*Text block:*
START

LINKS


2008 Asia Sr. Journalist Fellowship Trip Photos

flickr photos


Co0lStateLA Website

http://www.CoolStateLA.Com


University Times

News Paper

http://www.calstatela.edu/universitytimes


The Projekt

http://theprojekt.wikispaces.com


LA Press Club

http://www.lapressclub.org


Jon Beaupre’s Schedule

http://ical.mac.com/jbeaupre1/Group


TRANSPORTING DREAMS
August 15, 2008

Easy movement changes everything

Transportation is a commodity, no less than corn, soy beans or light-sweet crude futures.  It can be bought and sold, traded and bartered.  It can be found on the rickety motorized tricycles in Kolkata or aboard the 777s we took across Asia earlier this summer.

Like those other commodities, the success or failure of an economy can depend on the ubiquity and accessibility of efficient transportation and mobility.

Certainly, there have been international flights landing at Kolkata’s Dum-Dum airport for decades, but the availability of transportation compared to the vast population of the desperately poor means that the available transportation is neither wide spread enough to make much of a difference to that population, of a high-enough order to change that society or accessible to a degree that it might have a meaningful impact on that population.

Put in other terms, yes, India has jet connections with the world at large, but at least in the state of West Bengal, that transportation is neither accessible or affordable to have a dramatic impact on the vast under classes there.  There may be vast transportation infrastructure and resources, but they simply aren’t sufficient to be available far enough down the economic ladder to change that society at present.

END

*Written task A:*
Copy the transportation post from "Transportation is a" to "earlier this summer." word for word.

*Input data:*
START

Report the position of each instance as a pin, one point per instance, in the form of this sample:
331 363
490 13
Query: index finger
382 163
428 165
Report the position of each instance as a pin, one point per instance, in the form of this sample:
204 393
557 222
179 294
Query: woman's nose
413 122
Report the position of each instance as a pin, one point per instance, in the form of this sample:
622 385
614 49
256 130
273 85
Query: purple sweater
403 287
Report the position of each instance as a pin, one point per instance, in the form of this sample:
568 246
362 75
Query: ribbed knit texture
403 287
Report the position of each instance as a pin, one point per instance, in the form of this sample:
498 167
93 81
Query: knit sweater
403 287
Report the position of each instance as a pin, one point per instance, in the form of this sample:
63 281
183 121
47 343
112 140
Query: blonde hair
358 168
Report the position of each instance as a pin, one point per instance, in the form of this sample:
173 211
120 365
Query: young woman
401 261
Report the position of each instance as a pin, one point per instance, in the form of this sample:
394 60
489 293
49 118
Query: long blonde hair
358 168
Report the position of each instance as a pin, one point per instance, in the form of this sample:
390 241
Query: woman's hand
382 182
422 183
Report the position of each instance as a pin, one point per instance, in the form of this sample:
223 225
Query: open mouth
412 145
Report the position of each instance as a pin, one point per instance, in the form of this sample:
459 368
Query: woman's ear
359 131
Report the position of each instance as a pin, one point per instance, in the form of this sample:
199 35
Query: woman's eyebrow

END

*Written task B:*
Find each line of the records that contains the word "woman", and copy those lines.

*Complete response A:*
Transportation is a commodity, no less than corn, soy beans or light-sweet crude futures.  It can be bought and sold, traded and bartered.  It can be found on the rickety motorized tricycles in Kolkata or aboard the 777s we took across Asia earlier this summer.

*Complete response B:*
Query: woman's nose
Query: young woman
Query: woman's hand
Query: woman's ear
Query: woman's eyebrow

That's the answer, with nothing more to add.